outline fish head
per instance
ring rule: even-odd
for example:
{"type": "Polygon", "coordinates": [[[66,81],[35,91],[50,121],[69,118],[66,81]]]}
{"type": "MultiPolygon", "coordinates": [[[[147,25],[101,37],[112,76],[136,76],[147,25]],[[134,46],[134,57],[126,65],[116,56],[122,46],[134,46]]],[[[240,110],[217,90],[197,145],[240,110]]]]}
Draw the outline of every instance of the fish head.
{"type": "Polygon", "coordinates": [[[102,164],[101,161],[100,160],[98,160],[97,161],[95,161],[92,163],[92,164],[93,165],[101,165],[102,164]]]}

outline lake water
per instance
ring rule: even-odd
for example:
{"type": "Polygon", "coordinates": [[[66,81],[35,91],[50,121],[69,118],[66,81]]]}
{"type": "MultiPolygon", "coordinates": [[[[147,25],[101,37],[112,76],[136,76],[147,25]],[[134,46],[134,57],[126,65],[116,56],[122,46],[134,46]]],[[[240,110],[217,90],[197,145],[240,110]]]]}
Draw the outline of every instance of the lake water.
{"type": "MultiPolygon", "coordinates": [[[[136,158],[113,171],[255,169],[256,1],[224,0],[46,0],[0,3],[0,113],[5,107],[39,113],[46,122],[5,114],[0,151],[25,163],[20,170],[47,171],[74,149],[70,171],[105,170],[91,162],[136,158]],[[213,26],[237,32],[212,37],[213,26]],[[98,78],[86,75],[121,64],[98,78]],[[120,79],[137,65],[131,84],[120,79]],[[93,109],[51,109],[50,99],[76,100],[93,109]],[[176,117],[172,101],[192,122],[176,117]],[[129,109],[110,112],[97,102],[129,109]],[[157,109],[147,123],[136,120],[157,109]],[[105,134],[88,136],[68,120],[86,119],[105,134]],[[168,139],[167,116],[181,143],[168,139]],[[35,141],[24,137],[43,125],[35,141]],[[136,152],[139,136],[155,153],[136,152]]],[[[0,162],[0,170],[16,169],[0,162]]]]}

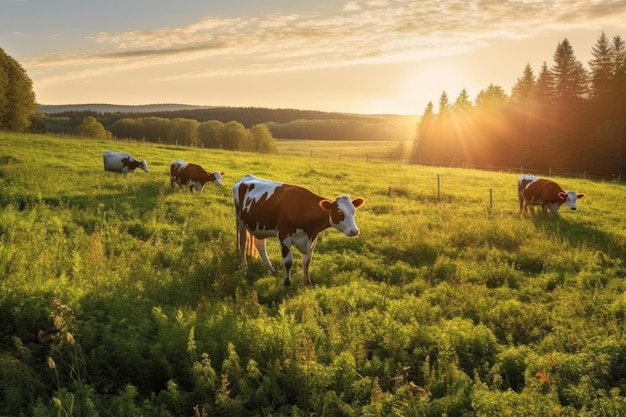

◇ ◇ ◇ ◇

## WHAT YOU SHOULD DO:
Can you quote the whole listing above word for word, leaving out the picture?

## TASK RESULT:
outline fish head
per instance
ring rule: even-odd
for example:
{"type": "Polygon", "coordinates": [[[66,81],[35,91],[50,121],[69,118],[66,81]]]}
{"type": "MultiPolygon", "coordinates": [[[[147,25],[101,37],[112,76],[136,76],[147,25]],[[134,46],[134,57],[126,65],[116,56],[122,46],[134,46]]],[[[240,110],[217,90],[197,145],[240,110]]]]}
Draw the outline of every instance of the fish head.
{"type": "Polygon", "coordinates": [[[102,164],[101,161],[100,160],[98,160],[97,161],[95,161],[92,163],[92,164],[93,165],[101,165],[102,164]]]}

outline lake water
per instance
ring rule: even-odd
for example:
{"type": "Polygon", "coordinates": [[[66,81],[35,91],[50,121],[69,118],[66,81]]]}
{"type": "MultiPolygon", "coordinates": [[[[147,25],[101,37],[112,76],[136,76],[147,25]],[[134,46],[134,57],[126,65],[116,56],[122,46],[134,46]]],[[[240,110],[217,90],[197,145],[240,110]]]]}
Draw the outline of every instance of the lake water.
{"type": "MultiPolygon", "coordinates": [[[[136,158],[113,171],[255,169],[256,1],[224,0],[46,0],[0,3],[0,113],[5,107],[39,113],[46,122],[5,114],[0,151],[25,163],[20,170],[47,171],[74,149],[70,171],[105,170],[91,162],[136,158]],[[213,26],[237,32],[212,37],[213,26]],[[98,78],[86,75],[121,64],[98,78]],[[120,79],[137,65],[131,84],[120,79]],[[93,109],[51,109],[50,99],[76,100],[93,109]],[[176,117],[172,101],[192,122],[176,117]],[[129,109],[110,112],[97,102],[129,109]],[[157,109],[147,123],[136,120],[157,109]],[[105,134],[88,136],[68,120],[86,119],[105,134]],[[168,139],[167,116],[181,143],[168,139]],[[35,141],[24,137],[43,125],[35,141]],[[136,152],[139,136],[155,153],[136,152]]],[[[0,162],[0,170],[16,169],[0,162]]]]}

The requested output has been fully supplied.